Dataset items
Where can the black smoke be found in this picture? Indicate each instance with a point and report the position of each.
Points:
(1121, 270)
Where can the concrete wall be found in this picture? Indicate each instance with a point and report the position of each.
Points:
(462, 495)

▸ Exercise directions: Print all the entries above. Keep each one exact.

▸ Result of this exercise:
Where can the black smoke be found in this picture? Indicate each instance with a point and report the position of each.
Points:
(1121, 270)
Where can the concrete wall be found in this picture? Indicate each instance with a point and report the position of each.
Points:
(462, 495)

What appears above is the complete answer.